> _Passage given_:
▼▼▼

- Windermere Location of Windermere in Edmonton
- Coordinates: 53°25′01″N 113°37′16″W﻿ / ﻿53.417°N 113.621°W
- Country: Canada
- Province: Alberta
- City: Edmonton
- Quadrant: NW & SW
- Ward: pihêsiwin
- Sector: Southwest

Government
- • Administrative body: Edmonton City Council
- • Councillor: Michael Elliott
- Elevation: 690 m (2,260 ft)

= Windermere, Edmonton (area) =

Windermere is a residential area in the southwest portion of the City of Edmonton in Alberta, Canada. It was established in 2004 through Edmonton City Council's adoption of the Windermere Area Structure Plan, which guides the overall development of the area.

The area is represented by the Greater Windermere Community League.

== Neighbourhoods ==
The Windermere Area Structure Plan originally planned for six separate neighbourhoods. Today, the Windermere area includes the following:
- Ambleside;
- Glenridding Heights;
- Glenridding Ravine;
- Kendal;
- Keswick; and
- Windermere.

▲▲▲

> _Provided records_:
▼▼▼

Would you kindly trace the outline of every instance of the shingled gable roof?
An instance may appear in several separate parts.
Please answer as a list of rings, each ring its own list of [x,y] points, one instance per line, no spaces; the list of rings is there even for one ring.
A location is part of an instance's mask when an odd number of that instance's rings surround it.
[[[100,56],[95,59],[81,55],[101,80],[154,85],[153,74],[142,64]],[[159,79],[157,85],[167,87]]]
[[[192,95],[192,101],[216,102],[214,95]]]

▲▲▲

> _Prompt 1_:
Using the Windermere article, decide whether each statement agrees with it, answering yes or no and quoting the words that settle it: (a) Windermere was established in 2004. (b) The Windermere Area Structure Plan originally planned for eight neighbourhoods. (c) The Greater Windermere Community League represents the area.
> _Prompt 2_:
According to the Windermere article, how did the area come to be established in 2004, and what does the document behind that step do?
> _Prompt 3_:
Repeat word for word the part of the Windermere article that opens with the words containing "Windermere is a" and closes with "of the area.".
Answer from the Windermere article alone, not from the listing.

> _Written answer 1_:
(a) Yes: "It was established in 2004 through Edmonton City Council's adoption of the Windermere Area Structure Plan"
(b) No: "The Windermere Area Structure Plan originally planned for six separate neighbourhoods."
(c) Yes: "The area is represented by the Greater Windermere Community League."

> _Written answer 2_:
Windermere was established when Edmonton City Council adopted the Windermere Area Structure Plan. That plan guides the overall development of the area.

> _Written answer 3_:
Windermere is a residential area in the southwest portion of the City of Edmonton in Alberta, Canada. It was established in 2004 through Edmonton City Council's adoption of the Windermere Area Structure Plan, which guides the overall development of the area.